REQUEST:
Convert every line of the items below into a JSON list of strings, one string per line, with blank lines omitted.

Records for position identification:
= = = = = = =

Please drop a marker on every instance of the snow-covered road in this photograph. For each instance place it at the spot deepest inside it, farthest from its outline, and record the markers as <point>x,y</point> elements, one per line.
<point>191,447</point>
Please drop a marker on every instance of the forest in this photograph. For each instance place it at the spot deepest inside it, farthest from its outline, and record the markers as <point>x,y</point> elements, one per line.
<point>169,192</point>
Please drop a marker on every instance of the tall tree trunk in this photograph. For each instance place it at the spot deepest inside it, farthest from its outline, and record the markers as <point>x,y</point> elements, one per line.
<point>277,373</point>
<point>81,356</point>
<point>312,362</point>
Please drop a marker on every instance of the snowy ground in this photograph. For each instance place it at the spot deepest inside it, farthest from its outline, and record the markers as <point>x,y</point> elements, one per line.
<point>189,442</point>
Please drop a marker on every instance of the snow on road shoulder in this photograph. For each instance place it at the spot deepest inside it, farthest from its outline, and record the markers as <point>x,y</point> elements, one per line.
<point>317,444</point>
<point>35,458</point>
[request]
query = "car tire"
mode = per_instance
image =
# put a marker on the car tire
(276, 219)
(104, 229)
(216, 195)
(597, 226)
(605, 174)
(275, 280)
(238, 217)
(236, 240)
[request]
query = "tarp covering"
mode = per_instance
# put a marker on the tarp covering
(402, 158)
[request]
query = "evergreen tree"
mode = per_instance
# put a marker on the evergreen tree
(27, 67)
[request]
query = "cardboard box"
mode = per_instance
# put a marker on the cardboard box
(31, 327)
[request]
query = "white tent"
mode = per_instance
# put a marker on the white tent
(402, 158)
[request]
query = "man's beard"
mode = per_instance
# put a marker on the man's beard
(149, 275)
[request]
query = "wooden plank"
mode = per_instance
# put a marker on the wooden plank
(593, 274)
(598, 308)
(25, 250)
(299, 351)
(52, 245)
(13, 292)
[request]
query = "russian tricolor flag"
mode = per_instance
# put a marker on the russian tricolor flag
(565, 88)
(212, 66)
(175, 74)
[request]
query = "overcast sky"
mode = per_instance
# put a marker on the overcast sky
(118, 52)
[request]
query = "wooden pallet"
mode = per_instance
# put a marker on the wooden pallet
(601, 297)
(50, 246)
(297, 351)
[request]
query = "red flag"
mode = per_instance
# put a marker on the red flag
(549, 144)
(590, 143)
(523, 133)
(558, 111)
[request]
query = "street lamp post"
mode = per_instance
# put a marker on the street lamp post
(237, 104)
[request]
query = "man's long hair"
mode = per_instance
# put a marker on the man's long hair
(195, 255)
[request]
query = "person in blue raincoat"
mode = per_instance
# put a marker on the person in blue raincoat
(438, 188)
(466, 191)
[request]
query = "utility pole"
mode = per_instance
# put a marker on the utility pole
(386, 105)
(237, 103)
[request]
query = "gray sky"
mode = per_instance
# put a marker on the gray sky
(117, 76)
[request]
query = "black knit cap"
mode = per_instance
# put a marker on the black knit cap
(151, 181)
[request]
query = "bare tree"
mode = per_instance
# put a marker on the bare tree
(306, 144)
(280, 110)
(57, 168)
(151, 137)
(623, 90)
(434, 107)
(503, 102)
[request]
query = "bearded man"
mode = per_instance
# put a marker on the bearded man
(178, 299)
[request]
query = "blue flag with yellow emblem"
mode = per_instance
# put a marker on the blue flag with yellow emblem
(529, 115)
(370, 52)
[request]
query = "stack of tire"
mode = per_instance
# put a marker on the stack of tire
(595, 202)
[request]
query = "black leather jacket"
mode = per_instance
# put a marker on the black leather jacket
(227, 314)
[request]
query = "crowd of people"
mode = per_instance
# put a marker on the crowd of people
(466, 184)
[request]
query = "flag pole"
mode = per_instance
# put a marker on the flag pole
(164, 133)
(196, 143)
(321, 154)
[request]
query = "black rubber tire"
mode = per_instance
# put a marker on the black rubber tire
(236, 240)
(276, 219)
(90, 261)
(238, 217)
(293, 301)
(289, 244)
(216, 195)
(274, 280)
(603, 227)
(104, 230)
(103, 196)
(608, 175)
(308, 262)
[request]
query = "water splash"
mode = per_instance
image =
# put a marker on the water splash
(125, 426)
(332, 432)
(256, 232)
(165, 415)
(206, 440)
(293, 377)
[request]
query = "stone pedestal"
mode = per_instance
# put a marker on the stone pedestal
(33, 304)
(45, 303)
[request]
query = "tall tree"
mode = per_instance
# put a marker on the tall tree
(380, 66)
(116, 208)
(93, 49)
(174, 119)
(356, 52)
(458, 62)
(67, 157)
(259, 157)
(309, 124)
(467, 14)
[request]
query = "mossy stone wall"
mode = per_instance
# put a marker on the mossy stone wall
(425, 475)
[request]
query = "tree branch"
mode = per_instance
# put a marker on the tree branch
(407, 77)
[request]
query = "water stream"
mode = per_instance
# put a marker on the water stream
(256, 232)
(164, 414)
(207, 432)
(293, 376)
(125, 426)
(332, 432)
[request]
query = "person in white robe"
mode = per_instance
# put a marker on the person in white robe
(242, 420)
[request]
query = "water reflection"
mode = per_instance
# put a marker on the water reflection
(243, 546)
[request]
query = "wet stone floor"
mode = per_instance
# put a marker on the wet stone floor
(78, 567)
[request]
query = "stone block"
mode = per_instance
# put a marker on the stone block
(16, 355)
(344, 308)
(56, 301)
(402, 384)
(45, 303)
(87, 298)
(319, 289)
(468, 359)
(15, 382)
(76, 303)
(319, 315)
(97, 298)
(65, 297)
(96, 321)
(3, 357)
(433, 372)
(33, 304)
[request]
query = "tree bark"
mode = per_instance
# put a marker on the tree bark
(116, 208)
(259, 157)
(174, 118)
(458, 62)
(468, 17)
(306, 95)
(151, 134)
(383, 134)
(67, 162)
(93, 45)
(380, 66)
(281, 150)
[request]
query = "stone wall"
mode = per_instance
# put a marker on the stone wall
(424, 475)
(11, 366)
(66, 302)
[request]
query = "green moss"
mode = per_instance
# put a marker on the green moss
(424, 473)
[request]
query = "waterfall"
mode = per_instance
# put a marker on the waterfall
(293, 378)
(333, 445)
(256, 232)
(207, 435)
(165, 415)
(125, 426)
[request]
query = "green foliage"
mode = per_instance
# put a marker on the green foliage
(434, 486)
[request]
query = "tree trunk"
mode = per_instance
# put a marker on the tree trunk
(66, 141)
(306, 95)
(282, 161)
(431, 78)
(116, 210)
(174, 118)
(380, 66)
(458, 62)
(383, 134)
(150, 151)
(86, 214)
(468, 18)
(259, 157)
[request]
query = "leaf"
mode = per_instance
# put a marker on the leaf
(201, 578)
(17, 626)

= = = = = = =

SOLUTION:
[
  "Please drop a marker on every instance of the snow-covered road in this photograph. For each instance place it at the spot deepest inside it, farthest from its outline, and record the markers as <point>x,y</point> elements, one per line.",
  "<point>191,447</point>",
  "Please drop a marker on every instance of the forest in this photograph. For each instance place it at the spot deepest inside it, farthest from its outline, and record the markers as <point>x,y</point> elements, one per line.",
  "<point>169,192</point>",
  "Please drop a marker on every instance of the tall tree trunk in this photograph. For each instance place it at the spot deepest inside it, farthest from its outline, and record the markers as <point>x,y</point> elements, one per line.",
  "<point>277,373</point>",
  "<point>81,356</point>",
  "<point>312,362</point>",
  "Please drop a marker on every instance of the snowy ground in this photograph. For each instance place it at the spot deepest inside it, farthest from its outline, and record the markers as <point>x,y</point> elements, one per line.",
  "<point>189,442</point>",
  "Please drop a marker on every instance of the snow on road shoulder in this photograph. For each instance place it at the spot deepest inside it, farthest from its outline, and record the markers as <point>x,y</point> elements, one per line.",
  "<point>317,444</point>",
  "<point>35,458</point>",
  "[request]",
  "query = \"car tire\"",
  "mode = per_instance",
  "image =",
  "# put a marker on the car tire",
  "(276, 219)",
  "(104, 229)",
  "(216, 195)",
  "(597, 226)",
  "(605, 174)",
  "(275, 280)",
  "(238, 217)",
  "(236, 240)",
  "[request]",
  "query = \"tarp covering\"",
  "mode = per_instance",
  "# put a marker on the tarp covering",
  "(402, 158)",
  "[request]",
  "query = \"evergreen tree\"",
  "mode = per_instance",
  "# put a marker on the evergreen tree",
  "(27, 67)",
  "[request]",
  "query = \"cardboard box\"",
  "mode = per_instance",
  "# put a marker on the cardboard box",
  "(31, 327)",
  "[request]",
  "query = \"white tent\"",
  "mode = per_instance",
  "# put a marker on the white tent",
  "(402, 158)",
  "[request]",
  "query = \"man's beard\"",
  "mode = per_instance",
  "# put a marker on the man's beard",
  "(149, 275)",
  "[request]",
  "query = \"wooden plank\"",
  "mode = per_instance",
  "# put a marker on the wooden plank",
  "(593, 274)",
  "(598, 308)",
  "(25, 250)",
  "(299, 351)",
  "(52, 245)",
  "(13, 292)",
  "[request]",
  "query = \"russian tricolor flag\"",
  "mode = per_instance",
  "# put a marker on the russian tricolor flag",
  "(565, 88)",
  "(212, 66)",
  "(175, 74)",
  "[request]",
  "query = \"overcast sky\"",
  "mode = per_instance",
  "# put a marker on the overcast sky",
  "(118, 52)",
  "[request]",
  "query = \"wooden pallet\"",
  "mode = per_instance",
  "# put a marker on the wooden pallet",
  "(601, 297)",
  "(50, 246)",
  "(297, 351)",
  "[request]",
  "query = \"red flag\"",
  "mode = per_instance",
  "# put a marker on the red flag",
  "(549, 144)",
  "(590, 143)",
  "(523, 133)",
  "(558, 111)",
  "[request]",
  "query = \"street lamp post\"",
  "mode = per_instance",
  "# put a marker on the street lamp post",
  "(237, 104)",
  "[request]",
  "query = \"man's long hair\"",
  "mode = per_instance",
  "# put a marker on the man's long hair",
  "(195, 255)",
  "[request]",
  "query = \"person in blue raincoat\"",
  "mode = per_instance",
  "# put a marker on the person in blue raincoat",
  "(438, 188)",
  "(466, 191)",
  "[request]",
  "query = \"utility pole\"",
  "mode = per_instance",
  "# put a marker on the utility pole",
  "(386, 105)",
  "(237, 103)",
  "[request]",
  "query = \"gray sky\"",
  "mode = per_instance",
  "# put a marker on the gray sky",
  "(117, 76)",
  "[request]",
  "query = \"black knit cap\"",
  "mode = per_instance",
  "# put a marker on the black knit cap",
  "(151, 181)",
  "[request]",
  "query = \"bare tree\"",
  "mode = per_instance",
  "# put a marker on the bare tree",
  "(306, 144)",
  "(280, 110)",
  "(57, 168)",
  "(151, 137)",
  "(623, 90)",
  "(434, 107)",
  "(503, 102)",
  "[request]",
  "query = \"bearded man\"",
  "mode = per_instance",
  "# put a marker on the bearded man",
  "(178, 299)",
  "[request]",
  "query = \"blue flag with yellow emblem\"",
  "mode = per_instance",
  "# put a marker on the blue flag with yellow emblem",
  "(529, 115)",
  "(370, 52)",
  "[request]",
  "query = \"stack of tire\"",
  "mode = per_instance",
  "# put a marker on the stack of tire",
  "(595, 202)",
  "[request]",
  "query = \"black leather jacket\"",
  "mode = per_instance",
  "# put a marker on the black leather jacket",
  "(227, 314)",
  "[request]",
  "query = \"crowd of people\"",
  "mode = per_instance",
  "# put a marker on the crowd of people",
  "(466, 184)",
  "[request]",
  "query = \"flag pole\"",
  "mode = per_instance",
  "# put a marker on the flag pole",
  "(164, 133)",
  "(196, 143)",
  "(321, 154)",
  "[request]",
  "query = \"black rubber tire\"",
  "mode = per_instance",
  "# put a marker on the black rubber tire",
  "(236, 240)",
  "(276, 219)",
  "(90, 261)",
  "(238, 217)",
  "(293, 301)",
  "(289, 244)",
  "(216, 195)",
  "(274, 280)",
  "(603, 227)",
  "(104, 230)",
  "(103, 196)",
  "(608, 175)",
  "(308, 262)",
  "[request]",
  "query = \"water splash\"",
  "mode = per_instance",
  "image =",
  "# put a marker on the water splash",
  "(125, 426)",
  "(332, 432)",
  "(256, 232)",
  "(165, 415)",
  "(206, 440)",
  "(293, 377)",
  "[request]",
  "query = \"stone pedestal\"",
  "mode = per_instance",
  "# put a marker on the stone pedestal",
  "(33, 304)",
  "(45, 303)",
  "[request]",
  "query = \"tall tree\"",
  "mode = per_instance",
  "# put a marker on the tall tree",
  "(380, 66)",
  "(116, 208)",
  "(93, 49)",
  "(174, 119)",
  "(356, 52)",
  "(458, 62)",
  "(67, 157)",
  "(259, 157)",
  "(309, 124)",
  "(467, 14)",
  "[request]",
  "query = \"mossy stone wall\"",
  "mode = per_instance",
  "# put a marker on the mossy stone wall",
  "(425, 475)",
  "[request]",
  "query = \"tree branch\"",
  "mode = per_instance",
  "# put a marker on the tree branch",
  "(407, 77)",
  "[request]",
  "query = \"water stream\"",
  "mode = per_instance",
  "# put a marker on the water stream",
  "(256, 232)",
  "(164, 414)",
  "(207, 432)",
  "(293, 376)",
  "(125, 426)",
  "(332, 432)",
  "[request]",
  "query = \"person in white robe\"",
  "mode = per_instance",
  "# put a marker on the person in white robe",
  "(242, 420)",
  "[request]",
  "query = \"water reflection\"",
  "mode = per_instance",
  "# put a marker on the water reflection",
  "(243, 546)",
  "[request]",
  "query = \"wet stone floor\"",
  "mode = per_instance",
  "# put a marker on the wet stone floor",
  "(78, 567)",
  "[request]",
  "query = \"stone block\"",
  "mode = per_instance",
  "# put a marker on the stone block",
  "(16, 355)",
  "(344, 308)",
  "(56, 301)",
  "(402, 384)",
  "(45, 303)",
  "(87, 298)",
  "(319, 289)",
  "(468, 359)",
  "(15, 382)",
  "(76, 303)",
  "(319, 315)",
  "(97, 298)",
  "(65, 297)",
  "(96, 321)",
  "(3, 357)",
  "(433, 372)",
  "(33, 304)",
  "[request]",
  "query = \"tree bark\"",
  "mode = per_instance",
  "# put a marker on the tree bark",
  "(116, 208)",
  "(259, 157)",
  "(174, 118)",
  "(458, 62)",
  "(468, 17)",
  "(306, 95)",
  "(151, 134)",
  "(383, 134)",
  "(67, 162)",
  "(93, 45)",
  "(380, 66)",
  "(281, 150)",
  "[request]",
  "query = \"stone wall\"",
  "mode = per_instance",
  "# put a marker on the stone wall",
  "(424, 475)",
  "(11, 366)",
  "(66, 302)",
  "[request]",
  "query = \"green moss\"",
  "mode = per_instance",
  "# put a marker on the green moss",
  "(424, 473)",
  "[request]",
  "query = \"waterfall\"",
  "mode = per_instance",
  "# put a marker on the waterfall",
  "(293, 378)",
  "(333, 445)",
  "(256, 232)",
  "(207, 435)",
  "(165, 415)",
  "(125, 426)",
  "[request]",
  "query = \"green foliage\"",
  "mode = per_instance",
  "# put a marker on the green foliage",
  "(434, 486)",
  "[request]",
  "query = \"tree trunk\"",
  "mode = per_instance",
  "# put a marker on the tree trunk",
  "(66, 141)",
  "(306, 95)",
  "(282, 161)",
  "(431, 78)",
  "(116, 210)",
  "(174, 118)",
  "(380, 66)",
  "(458, 62)",
  "(383, 134)",
  "(150, 151)",
  "(86, 214)",
  "(468, 18)",
  "(259, 157)",
  "[request]",
  "query = \"leaf\"",
  "mode = per_instance",
  "# put a marker on the leaf",
  "(201, 578)",
  "(17, 626)"
]